- [Problem requirements] Format every line of the entries below as a Markdown table with the columns "Row" and "Line," skipping blank lines. Leave the pictures out of the answer.

===== Material for this task

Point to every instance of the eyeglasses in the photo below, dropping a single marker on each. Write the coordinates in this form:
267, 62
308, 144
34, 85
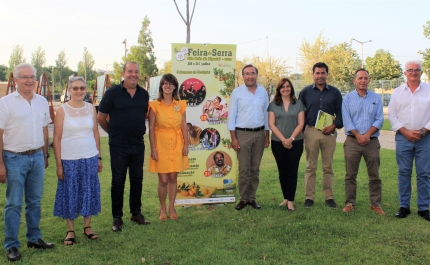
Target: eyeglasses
76, 88
33, 77
413, 71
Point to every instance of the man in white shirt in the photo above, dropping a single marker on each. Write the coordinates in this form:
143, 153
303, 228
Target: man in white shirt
249, 131
24, 119
409, 115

==========

- [Output]
| Row | Line |
|---|---|
| 1 | Point to every instance of the eyeglasses in the photo below, dropping a single marker on each. Write the coordinates in this form: |
| 2 | 267, 62 |
| 3 | 308, 144 |
| 4 | 34, 85 |
| 5 | Target: eyeglasses |
| 6 | 76, 88 |
| 7 | 33, 77 |
| 8 | 413, 71 |
| 9 | Point to every instance of the man in white shirt in the photo above, dropping a single marker on each. Write the coordinates in this form: |
| 10 | 143, 153 |
| 11 | 303, 228 |
| 12 | Target: man in white shirt |
| 13 | 249, 131 |
| 14 | 24, 119 |
| 15 | 409, 115 |